(Dataset entries)
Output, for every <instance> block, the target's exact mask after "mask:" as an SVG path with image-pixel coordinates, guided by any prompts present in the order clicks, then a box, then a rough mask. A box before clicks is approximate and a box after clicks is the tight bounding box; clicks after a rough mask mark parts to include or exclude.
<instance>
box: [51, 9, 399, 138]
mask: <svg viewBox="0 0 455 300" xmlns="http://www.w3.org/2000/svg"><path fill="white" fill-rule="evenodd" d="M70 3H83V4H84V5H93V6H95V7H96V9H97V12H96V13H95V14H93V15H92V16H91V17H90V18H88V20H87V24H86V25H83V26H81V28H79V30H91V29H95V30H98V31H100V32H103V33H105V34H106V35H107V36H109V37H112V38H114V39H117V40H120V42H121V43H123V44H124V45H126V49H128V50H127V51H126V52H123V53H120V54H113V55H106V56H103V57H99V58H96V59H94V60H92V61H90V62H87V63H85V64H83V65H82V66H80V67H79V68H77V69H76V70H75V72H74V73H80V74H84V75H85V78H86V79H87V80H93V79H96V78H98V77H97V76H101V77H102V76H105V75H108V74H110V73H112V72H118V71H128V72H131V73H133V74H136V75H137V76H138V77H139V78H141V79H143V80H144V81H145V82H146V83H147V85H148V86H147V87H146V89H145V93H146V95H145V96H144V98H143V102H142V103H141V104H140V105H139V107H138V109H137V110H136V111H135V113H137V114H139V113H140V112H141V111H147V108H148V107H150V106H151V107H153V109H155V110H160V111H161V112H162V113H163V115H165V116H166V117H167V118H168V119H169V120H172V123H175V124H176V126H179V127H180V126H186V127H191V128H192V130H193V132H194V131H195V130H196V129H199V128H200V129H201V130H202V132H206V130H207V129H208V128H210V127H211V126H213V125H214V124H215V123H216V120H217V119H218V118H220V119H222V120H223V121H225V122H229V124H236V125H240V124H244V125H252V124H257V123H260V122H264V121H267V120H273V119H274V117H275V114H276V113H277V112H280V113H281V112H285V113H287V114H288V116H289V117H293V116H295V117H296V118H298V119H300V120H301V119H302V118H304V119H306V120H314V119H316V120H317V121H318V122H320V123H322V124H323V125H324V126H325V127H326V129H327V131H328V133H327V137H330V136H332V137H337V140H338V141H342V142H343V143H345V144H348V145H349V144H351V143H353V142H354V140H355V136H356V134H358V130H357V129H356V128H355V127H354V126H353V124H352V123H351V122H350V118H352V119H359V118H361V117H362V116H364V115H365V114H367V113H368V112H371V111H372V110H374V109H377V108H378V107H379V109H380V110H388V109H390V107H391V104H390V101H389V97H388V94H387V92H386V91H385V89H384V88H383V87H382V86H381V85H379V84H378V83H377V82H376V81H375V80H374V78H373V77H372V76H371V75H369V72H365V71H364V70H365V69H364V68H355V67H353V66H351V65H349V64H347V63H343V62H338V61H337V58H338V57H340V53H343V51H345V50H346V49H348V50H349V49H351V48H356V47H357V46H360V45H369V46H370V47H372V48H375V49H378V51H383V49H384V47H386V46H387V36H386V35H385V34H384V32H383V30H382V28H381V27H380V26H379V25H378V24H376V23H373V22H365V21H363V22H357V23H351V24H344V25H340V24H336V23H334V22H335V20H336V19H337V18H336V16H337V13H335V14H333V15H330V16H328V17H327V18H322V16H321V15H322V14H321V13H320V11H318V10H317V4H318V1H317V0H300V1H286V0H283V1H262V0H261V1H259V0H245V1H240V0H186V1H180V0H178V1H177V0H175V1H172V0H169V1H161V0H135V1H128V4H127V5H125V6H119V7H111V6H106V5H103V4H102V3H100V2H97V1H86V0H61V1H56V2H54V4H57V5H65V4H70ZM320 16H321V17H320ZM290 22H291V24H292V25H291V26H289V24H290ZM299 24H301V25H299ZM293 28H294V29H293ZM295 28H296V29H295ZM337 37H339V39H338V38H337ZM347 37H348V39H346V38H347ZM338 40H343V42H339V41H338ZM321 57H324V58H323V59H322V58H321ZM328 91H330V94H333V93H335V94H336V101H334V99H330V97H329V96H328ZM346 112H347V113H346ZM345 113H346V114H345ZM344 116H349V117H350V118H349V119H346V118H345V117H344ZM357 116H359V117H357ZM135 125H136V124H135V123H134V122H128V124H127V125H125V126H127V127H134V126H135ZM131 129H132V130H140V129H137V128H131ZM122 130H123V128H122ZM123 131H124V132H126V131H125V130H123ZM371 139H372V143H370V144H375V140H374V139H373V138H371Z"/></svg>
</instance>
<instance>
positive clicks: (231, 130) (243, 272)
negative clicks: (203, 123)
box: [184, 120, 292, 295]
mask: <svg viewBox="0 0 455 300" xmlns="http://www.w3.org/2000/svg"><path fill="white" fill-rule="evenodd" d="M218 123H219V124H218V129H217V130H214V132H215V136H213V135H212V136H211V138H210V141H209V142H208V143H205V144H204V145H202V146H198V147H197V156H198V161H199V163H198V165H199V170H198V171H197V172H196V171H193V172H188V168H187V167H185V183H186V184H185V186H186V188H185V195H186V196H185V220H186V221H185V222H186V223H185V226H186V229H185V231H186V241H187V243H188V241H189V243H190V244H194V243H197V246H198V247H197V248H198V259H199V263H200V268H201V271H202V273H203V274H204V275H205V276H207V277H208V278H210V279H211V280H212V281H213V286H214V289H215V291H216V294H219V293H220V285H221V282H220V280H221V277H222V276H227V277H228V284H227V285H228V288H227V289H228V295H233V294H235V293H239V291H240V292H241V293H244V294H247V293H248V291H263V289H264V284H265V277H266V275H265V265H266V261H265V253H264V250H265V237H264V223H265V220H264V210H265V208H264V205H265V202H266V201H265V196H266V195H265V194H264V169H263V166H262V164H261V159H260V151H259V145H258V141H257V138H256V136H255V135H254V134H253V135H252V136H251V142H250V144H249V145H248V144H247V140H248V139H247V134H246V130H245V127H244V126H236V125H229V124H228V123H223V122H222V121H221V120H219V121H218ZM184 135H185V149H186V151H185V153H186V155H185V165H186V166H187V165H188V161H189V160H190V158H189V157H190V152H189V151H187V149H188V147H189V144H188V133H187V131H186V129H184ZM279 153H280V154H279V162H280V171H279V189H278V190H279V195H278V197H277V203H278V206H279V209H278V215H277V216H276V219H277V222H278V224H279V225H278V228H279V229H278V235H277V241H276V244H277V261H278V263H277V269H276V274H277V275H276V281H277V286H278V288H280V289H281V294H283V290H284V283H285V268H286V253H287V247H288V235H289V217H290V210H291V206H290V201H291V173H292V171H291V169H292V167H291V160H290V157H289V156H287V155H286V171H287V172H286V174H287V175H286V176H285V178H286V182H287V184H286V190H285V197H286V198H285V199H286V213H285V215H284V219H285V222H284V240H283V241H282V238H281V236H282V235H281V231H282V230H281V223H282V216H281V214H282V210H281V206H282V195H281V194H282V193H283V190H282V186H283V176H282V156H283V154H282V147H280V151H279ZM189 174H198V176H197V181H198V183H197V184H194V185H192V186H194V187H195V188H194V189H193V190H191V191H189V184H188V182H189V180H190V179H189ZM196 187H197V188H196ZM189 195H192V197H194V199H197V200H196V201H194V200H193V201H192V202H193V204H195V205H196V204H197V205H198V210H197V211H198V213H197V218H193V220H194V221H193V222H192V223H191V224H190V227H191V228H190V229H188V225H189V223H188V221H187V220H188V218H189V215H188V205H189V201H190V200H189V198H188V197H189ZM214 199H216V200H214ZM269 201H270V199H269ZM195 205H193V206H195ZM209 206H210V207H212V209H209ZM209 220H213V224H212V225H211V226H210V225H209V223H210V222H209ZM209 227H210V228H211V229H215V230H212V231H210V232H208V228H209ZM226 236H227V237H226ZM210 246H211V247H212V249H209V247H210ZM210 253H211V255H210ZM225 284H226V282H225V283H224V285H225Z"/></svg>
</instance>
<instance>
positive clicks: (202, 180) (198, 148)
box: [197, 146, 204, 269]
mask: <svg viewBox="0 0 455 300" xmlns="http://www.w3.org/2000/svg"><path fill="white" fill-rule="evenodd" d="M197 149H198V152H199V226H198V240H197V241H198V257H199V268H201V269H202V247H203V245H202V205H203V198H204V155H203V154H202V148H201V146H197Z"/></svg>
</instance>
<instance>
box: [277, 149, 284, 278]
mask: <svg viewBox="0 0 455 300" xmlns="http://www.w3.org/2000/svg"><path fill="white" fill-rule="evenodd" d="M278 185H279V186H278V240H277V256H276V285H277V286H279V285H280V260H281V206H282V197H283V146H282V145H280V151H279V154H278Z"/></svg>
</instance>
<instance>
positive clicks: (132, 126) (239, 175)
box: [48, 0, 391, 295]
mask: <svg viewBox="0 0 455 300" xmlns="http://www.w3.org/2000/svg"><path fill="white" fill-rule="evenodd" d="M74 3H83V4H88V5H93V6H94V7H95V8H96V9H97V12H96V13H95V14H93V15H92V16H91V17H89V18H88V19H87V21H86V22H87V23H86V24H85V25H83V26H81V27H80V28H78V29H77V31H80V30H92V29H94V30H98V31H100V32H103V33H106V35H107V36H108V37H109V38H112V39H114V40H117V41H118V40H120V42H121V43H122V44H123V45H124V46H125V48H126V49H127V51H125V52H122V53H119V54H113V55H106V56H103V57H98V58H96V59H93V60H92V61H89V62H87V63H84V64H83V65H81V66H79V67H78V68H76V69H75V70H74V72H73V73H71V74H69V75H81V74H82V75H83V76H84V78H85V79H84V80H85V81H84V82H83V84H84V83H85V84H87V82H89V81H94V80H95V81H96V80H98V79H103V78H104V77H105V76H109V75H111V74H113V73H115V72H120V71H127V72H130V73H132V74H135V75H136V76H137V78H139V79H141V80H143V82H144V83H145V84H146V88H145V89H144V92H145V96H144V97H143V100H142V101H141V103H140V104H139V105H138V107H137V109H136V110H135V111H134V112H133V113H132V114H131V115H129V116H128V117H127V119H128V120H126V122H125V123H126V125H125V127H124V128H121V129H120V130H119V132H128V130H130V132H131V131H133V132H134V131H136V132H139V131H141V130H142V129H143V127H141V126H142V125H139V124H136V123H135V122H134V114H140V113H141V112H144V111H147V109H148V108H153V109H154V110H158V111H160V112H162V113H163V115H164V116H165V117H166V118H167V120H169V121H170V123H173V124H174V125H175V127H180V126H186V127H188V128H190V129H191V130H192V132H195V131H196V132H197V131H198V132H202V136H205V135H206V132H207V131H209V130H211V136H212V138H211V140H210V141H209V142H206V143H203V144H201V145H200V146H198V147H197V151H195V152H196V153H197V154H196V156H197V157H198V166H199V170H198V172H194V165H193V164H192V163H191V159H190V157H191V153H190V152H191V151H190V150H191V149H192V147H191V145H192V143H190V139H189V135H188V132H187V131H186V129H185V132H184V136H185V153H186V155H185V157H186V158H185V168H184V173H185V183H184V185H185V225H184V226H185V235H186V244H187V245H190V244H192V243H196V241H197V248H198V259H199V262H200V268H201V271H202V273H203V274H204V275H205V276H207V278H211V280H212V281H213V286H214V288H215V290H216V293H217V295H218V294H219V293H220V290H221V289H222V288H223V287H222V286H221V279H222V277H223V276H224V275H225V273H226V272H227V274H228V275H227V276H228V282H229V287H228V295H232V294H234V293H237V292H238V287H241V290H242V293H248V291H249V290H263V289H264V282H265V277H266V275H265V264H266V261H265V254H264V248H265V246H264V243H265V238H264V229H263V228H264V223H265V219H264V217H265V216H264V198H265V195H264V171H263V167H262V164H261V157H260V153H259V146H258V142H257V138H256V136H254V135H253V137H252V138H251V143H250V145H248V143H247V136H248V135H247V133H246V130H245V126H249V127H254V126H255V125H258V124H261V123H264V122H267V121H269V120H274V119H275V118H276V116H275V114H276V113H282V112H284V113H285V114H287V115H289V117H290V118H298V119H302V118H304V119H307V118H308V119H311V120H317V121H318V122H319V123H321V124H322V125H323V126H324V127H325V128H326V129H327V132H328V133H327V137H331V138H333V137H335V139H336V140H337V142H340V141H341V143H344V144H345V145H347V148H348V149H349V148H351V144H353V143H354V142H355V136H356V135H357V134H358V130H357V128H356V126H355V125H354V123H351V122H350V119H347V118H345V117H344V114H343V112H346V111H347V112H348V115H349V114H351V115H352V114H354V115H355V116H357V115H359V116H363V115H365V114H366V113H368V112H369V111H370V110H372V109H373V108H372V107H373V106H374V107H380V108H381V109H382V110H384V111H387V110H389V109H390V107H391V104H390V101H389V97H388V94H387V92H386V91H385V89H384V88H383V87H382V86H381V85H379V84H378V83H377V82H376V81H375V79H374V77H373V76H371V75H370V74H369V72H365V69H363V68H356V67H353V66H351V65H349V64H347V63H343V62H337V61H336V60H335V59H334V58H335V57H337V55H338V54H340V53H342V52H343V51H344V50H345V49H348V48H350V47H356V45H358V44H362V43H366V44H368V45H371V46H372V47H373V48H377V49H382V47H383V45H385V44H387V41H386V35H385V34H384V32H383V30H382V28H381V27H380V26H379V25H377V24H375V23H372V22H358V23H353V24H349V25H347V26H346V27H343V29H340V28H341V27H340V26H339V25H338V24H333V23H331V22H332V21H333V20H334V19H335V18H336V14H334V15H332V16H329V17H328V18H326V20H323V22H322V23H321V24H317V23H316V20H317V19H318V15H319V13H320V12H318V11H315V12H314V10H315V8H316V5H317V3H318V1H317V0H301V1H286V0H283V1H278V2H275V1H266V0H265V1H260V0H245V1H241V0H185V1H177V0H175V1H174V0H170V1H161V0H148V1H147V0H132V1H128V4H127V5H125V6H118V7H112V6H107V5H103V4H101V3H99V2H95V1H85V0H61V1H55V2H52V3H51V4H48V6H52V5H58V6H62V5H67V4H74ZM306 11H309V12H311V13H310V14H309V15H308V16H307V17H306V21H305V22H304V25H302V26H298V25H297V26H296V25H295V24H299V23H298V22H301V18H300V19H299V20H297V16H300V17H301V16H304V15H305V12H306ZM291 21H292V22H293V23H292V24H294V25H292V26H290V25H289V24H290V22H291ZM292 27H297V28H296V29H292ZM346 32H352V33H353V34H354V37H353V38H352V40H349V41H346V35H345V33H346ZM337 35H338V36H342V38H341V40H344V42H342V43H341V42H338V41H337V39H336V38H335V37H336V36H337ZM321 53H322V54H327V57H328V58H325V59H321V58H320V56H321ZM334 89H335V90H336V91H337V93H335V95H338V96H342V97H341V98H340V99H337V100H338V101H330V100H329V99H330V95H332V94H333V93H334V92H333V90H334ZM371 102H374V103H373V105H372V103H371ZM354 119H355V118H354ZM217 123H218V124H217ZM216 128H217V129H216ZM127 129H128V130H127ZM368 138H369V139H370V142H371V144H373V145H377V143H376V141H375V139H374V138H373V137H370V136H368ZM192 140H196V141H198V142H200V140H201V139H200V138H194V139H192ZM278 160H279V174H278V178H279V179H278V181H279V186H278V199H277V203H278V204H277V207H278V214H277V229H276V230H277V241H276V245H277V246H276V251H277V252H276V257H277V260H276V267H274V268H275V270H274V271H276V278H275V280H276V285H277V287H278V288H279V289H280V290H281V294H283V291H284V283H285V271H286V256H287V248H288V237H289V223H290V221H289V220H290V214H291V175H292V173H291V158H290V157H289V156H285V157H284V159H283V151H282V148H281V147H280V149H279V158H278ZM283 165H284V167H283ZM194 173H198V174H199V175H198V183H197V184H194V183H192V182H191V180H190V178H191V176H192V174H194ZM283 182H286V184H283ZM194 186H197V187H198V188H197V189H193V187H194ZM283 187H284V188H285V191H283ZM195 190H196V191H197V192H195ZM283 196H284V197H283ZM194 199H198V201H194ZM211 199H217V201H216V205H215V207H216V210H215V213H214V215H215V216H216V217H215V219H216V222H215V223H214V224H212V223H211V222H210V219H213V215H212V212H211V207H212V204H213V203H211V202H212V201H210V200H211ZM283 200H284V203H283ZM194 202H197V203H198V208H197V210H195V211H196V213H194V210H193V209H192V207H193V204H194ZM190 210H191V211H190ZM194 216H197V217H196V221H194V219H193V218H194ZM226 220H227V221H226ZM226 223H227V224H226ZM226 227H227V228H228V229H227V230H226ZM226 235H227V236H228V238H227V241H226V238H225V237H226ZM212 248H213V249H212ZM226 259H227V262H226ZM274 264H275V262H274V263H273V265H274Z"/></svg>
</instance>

> EXERCISE GOAL:
Could you restate, word for word, the lines above from the one with "box: [277, 149, 284, 278]" to the one with "positive clicks: (132, 126) (239, 175)", both included?

> REPLY TO THE EXERCISE:
box: [277, 149, 284, 278]
mask: <svg viewBox="0 0 455 300" xmlns="http://www.w3.org/2000/svg"><path fill="white" fill-rule="evenodd" d="M278 185H279V186H278V240H277V256H276V285H277V286H279V285H280V260H281V206H282V197H283V146H282V145H280V151H279V154H278Z"/></svg>
</instance>
<instance>
positive clicks: (132, 126) (239, 175)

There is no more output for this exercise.